▸ **Requirement a**: According to the passage on tropical phenology, how many tree species may a soccer-field-sized area of the Brazilian rainforest include?

▸ **Page text**:
——
Studying phenology and documenting phenological change in the tropics is remarkably difficult. The extraordinary diversity of tropical forests means that finding enough individuals of a single species can frustrate even the most seasoned field worker. Imagine this: a soccer-field-sized area of the Brazilian rainforest may include more than 650 tree species, which is more than the different kinds of trees than can grow in all of Canada and the United States combined. And in the rainforest, most of those species are likely to be represented by fewer than five individual trees, hardly a large enough sample size from which to draw robust conclusions.
Although rainforests get most of the attention of scientists and nonscientists alike, they are only one part of the rich diversity of the tropics. Brazil's Atlantic coastal forests are another biodiversity hotspot, as are the tepuis, the table-top mountains bordering Venezuela and the Guayanas that were the inspiration for Sir Arthur Conan Doyle’s Lost World. And then there are the hot, dry grasslands of the cerrado and the southern temperate regions dominated by "southern pines," which are not anything like our northern-hemisphere pines, but are trees in their own family, the Auricariaceae (which includes the familiar monkey-puzzle tree, Auricaria araucana).
——
▸ **Requirement b**: Rewrite the entries from their first line down through the line containing "Give the mask of the **clear blue sky**.", with "layout" changed to "format" and everything else left as it is.

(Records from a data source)
——
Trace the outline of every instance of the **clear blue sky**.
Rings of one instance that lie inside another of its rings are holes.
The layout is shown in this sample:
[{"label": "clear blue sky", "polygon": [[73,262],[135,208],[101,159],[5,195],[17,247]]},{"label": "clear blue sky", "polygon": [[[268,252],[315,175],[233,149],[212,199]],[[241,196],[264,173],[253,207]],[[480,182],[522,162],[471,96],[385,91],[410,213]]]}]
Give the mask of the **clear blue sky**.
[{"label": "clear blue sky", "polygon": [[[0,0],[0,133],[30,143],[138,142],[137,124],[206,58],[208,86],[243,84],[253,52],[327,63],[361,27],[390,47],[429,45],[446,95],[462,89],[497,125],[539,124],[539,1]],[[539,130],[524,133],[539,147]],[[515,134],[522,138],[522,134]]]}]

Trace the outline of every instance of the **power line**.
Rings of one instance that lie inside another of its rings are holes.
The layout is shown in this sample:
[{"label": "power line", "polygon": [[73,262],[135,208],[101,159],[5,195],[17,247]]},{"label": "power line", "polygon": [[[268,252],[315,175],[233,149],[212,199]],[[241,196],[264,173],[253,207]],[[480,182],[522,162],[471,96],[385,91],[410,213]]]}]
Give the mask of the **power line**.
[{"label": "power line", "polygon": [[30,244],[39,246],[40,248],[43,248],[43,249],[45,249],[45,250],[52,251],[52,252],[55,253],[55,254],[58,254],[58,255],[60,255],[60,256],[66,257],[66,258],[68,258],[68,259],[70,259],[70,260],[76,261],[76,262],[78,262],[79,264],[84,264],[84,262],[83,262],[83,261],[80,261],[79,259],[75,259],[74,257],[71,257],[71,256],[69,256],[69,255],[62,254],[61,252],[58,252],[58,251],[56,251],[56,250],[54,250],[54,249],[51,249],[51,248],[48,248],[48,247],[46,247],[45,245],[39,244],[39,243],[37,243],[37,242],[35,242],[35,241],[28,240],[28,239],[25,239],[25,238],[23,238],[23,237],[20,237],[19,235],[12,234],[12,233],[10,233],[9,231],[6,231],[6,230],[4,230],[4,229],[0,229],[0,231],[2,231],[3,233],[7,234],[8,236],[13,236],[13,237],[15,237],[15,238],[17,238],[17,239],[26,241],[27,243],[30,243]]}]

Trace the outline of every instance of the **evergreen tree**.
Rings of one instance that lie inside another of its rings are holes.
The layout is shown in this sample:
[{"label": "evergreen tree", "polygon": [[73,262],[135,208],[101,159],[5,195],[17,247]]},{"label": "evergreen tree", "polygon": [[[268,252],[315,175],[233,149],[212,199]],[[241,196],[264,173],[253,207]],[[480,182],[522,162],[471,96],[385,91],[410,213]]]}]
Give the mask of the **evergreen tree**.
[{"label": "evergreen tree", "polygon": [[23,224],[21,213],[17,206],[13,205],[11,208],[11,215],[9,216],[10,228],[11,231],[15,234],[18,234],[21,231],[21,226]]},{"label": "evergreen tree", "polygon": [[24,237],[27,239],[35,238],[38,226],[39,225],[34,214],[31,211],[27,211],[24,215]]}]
——
▸ **Answer a**: More than 650.

▸ **Answer b**:
Trace the outline of every instance of the **clear blue sky**.
Rings of one instance that lie inside another of its rings are holes.
The format is shown in this sample:
[{"label": "clear blue sky", "polygon": [[73,262],[135,208],[101,159],[5,195],[17,247]]},{"label": "clear blue sky", "polygon": [[[268,252],[315,175],[233,149],[212,199]],[[241,196],[264,173],[253,207]],[[480,182],[522,162],[471,96],[385,91],[410,213]]]}]
Give the mask of the **clear blue sky**.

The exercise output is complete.